→ **Directive**: Render the entries from the line containing "Target: green metal railing" through the end of the entries as a JSON list of strings, one string per line, with blank lines omitted.

→ **Listed entries**:
** begin **

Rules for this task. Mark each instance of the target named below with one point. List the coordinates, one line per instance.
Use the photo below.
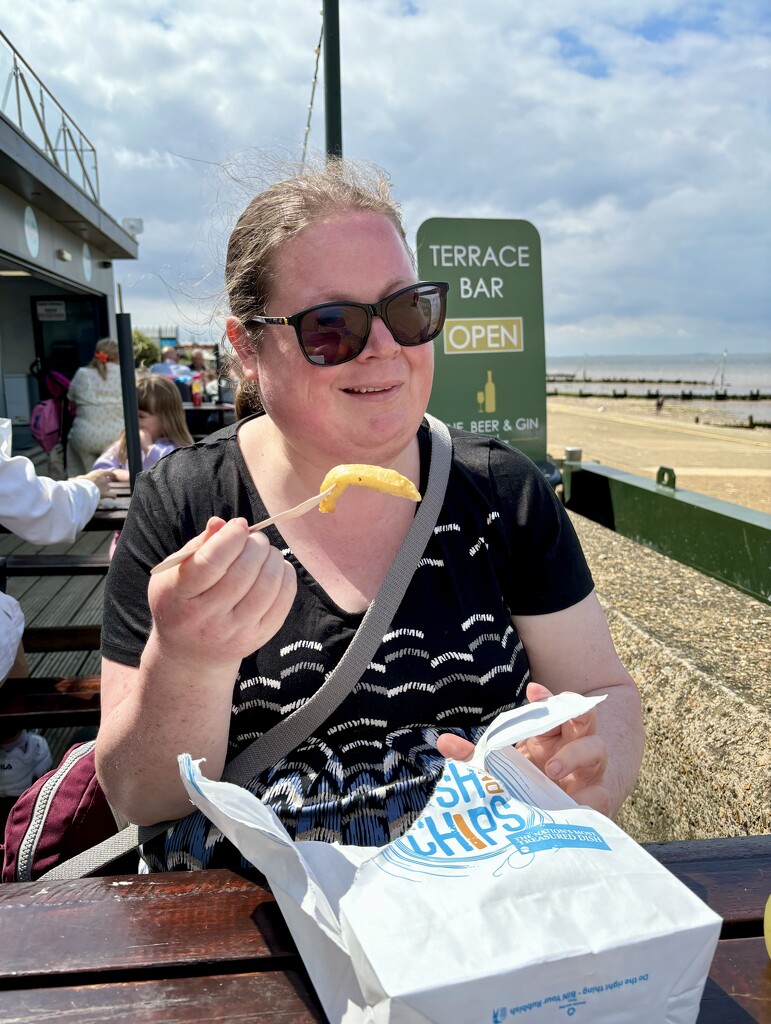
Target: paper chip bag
(504, 901)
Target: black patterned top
(451, 662)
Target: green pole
(333, 114)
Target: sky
(634, 135)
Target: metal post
(333, 113)
(128, 385)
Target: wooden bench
(49, 702)
(45, 639)
(213, 944)
(48, 565)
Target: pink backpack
(47, 417)
(45, 423)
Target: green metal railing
(29, 105)
(725, 541)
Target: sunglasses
(336, 332)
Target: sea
(732, 377)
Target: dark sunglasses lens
(333, 334)
(417, 314)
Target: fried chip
(387, 480)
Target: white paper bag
(504, 901)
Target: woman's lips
(372, 390)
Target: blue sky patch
(580, 55)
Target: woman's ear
(244, 345)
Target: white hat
(11, 628)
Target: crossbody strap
(291, 731)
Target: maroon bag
(60, 815)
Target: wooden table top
(213, 945)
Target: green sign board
(490, 361)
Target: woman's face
(368, 410)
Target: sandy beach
(697, 440)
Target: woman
(96, 393)
(41, 511)
(218, 649)
(162, 427)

** end **

→ **Finished task**:
[
  "Target: green metal railing",
  "(29, 105)",
  "(725, 541)",
  "Target: sunglasses",
  "(336, 332)",
  "Target: sea",
  "(732, 377)",
  "Target: dark sunglasses lens",
  "(333, 334)",
  "(417, 314)",
  "Target: fried chip",
  "(387, 480)",
  "Target: white paper bag",
  "(504, 901)",
  "Target: woman's lips",
  "(372, 390)",
  "Target: blue sky patch",
  "(580, 55)",
  "Target: woman's ear",
  "(244, 345)",
  "Target: white hat",
  "(11, 628)",
  "Target: crossbody strap",
  "(291, 731)",
  "Target: maroon bag",
  "(60, 815)",
  "Target: wooden table top",
  "(213, 945)",
  "Target: green sign board",
  "(490, 361)",
  "Target: woman's face",
  "(368, 410)",
  "Target: sandy beach",
  "(697, 440)",
  "Target: woman",
  "(96, 393)",
  "(41, 511)",
  "(218, 649)",
  "(162, 427)"
]